>> BEGIN

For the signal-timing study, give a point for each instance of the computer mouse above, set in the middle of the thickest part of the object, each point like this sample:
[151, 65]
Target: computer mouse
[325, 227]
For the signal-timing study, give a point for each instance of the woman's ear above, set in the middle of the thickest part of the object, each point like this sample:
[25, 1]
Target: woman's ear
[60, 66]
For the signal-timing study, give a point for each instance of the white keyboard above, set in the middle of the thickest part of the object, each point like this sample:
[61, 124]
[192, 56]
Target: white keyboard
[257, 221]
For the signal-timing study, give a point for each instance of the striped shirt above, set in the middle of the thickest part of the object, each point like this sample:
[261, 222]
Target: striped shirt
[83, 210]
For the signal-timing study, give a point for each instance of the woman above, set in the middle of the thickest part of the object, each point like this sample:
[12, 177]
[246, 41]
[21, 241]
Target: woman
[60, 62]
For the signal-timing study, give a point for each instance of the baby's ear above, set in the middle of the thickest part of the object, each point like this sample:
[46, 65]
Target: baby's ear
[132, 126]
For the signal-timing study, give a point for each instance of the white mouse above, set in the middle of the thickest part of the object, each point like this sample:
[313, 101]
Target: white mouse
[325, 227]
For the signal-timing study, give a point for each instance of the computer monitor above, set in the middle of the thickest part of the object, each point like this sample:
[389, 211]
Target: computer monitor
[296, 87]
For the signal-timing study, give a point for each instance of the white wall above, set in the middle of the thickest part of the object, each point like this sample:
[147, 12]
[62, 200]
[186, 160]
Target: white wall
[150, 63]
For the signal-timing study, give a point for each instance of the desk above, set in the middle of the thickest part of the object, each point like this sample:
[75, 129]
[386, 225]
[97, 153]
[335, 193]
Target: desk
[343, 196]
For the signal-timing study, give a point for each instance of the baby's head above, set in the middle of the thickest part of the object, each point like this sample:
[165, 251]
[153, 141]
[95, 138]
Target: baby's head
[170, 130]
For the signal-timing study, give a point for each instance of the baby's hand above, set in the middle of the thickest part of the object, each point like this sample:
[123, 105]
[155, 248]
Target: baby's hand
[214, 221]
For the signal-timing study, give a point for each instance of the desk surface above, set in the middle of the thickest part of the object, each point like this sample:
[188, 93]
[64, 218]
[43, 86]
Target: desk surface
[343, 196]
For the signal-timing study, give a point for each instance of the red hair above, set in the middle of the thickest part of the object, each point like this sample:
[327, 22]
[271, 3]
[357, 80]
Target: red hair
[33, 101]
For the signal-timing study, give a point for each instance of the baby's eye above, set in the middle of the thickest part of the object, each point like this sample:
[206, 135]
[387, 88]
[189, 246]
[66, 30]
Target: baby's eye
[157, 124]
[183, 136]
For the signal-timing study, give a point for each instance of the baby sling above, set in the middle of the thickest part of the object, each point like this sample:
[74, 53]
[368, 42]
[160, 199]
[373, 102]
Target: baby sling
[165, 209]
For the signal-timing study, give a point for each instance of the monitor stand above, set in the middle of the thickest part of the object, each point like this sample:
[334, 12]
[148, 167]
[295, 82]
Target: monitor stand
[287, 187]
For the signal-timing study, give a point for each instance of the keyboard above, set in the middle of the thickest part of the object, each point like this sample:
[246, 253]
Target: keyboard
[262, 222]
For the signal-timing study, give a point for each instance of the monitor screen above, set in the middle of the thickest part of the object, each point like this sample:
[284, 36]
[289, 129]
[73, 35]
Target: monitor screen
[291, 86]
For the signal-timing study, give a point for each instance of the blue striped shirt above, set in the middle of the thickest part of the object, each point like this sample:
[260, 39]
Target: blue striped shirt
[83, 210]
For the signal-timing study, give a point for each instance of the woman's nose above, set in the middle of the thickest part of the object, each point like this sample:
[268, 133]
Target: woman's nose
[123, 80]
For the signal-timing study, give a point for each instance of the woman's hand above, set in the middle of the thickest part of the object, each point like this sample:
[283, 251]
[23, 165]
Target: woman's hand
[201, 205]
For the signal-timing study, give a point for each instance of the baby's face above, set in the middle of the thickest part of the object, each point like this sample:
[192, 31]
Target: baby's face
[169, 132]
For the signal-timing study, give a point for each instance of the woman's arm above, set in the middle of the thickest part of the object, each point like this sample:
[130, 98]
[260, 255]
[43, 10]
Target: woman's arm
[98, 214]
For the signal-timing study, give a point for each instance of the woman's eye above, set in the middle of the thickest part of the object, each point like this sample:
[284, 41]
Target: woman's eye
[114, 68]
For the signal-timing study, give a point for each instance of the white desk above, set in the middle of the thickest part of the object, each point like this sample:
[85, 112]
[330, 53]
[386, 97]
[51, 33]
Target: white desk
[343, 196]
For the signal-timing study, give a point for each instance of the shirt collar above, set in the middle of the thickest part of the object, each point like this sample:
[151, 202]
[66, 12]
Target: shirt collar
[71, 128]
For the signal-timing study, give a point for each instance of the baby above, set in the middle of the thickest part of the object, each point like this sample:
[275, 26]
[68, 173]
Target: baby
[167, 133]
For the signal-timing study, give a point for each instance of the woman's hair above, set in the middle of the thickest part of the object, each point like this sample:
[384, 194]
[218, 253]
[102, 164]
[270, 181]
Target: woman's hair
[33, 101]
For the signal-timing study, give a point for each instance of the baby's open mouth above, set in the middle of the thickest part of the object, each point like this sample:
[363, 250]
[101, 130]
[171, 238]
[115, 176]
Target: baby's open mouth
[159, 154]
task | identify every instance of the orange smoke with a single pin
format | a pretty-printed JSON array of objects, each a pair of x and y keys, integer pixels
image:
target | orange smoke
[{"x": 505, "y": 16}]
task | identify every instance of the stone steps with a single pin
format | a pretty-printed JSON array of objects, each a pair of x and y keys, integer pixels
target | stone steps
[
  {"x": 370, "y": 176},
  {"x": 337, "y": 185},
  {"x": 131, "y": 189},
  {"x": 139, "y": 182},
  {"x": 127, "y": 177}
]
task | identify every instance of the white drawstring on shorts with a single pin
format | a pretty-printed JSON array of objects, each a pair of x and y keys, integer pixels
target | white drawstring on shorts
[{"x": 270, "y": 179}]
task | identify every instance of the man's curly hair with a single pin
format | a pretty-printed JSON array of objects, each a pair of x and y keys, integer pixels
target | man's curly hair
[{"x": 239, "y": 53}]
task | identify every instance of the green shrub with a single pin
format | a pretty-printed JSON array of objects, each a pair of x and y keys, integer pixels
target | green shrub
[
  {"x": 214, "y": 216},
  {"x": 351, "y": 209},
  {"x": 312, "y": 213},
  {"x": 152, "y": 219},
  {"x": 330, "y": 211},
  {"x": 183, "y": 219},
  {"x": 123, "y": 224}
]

>> END
>> BEGIN

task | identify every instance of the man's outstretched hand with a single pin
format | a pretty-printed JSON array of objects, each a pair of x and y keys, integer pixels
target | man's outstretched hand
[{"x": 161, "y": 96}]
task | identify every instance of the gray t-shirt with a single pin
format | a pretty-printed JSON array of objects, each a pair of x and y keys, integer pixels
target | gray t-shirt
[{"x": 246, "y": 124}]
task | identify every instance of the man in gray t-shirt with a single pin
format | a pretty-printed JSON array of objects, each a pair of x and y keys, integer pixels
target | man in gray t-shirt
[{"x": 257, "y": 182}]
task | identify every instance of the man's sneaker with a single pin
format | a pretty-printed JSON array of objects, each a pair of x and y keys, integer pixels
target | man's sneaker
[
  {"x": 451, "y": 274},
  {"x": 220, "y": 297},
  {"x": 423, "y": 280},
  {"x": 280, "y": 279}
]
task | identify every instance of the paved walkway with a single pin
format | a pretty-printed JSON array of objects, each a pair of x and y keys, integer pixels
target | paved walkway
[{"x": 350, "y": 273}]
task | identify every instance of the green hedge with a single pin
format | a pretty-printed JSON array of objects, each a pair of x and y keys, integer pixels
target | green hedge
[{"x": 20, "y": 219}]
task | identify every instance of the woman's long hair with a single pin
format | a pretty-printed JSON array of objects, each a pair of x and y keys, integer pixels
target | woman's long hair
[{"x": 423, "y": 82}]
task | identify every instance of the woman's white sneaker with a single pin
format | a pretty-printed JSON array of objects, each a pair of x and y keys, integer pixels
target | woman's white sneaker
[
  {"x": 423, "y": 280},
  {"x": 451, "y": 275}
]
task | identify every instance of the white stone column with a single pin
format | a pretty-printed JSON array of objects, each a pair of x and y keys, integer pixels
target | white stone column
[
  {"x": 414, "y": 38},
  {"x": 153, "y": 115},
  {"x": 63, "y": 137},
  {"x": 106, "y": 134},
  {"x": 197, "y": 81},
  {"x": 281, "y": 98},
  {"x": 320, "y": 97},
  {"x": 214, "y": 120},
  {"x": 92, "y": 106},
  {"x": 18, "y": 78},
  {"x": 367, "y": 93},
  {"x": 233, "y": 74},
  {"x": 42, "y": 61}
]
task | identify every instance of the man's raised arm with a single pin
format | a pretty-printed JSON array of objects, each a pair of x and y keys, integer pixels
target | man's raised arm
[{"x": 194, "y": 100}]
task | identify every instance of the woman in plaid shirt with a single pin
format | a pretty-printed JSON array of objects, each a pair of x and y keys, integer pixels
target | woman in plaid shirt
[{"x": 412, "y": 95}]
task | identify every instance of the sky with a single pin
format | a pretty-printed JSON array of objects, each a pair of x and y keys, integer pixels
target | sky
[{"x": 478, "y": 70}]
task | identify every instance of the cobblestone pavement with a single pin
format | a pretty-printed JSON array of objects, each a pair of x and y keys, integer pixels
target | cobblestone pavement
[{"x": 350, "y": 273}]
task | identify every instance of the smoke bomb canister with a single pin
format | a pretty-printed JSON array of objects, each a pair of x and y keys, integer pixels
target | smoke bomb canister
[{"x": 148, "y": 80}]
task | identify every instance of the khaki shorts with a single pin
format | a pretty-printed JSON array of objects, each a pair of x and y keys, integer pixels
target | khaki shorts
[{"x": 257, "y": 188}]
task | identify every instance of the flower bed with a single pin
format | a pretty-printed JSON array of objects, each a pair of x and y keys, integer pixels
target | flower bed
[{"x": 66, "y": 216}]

>> END

▸ Your goal
Count the lines in the records above that contain the string “curly”, with case taken into account, and reply with that number alone.

▸ Answer for this exercise
2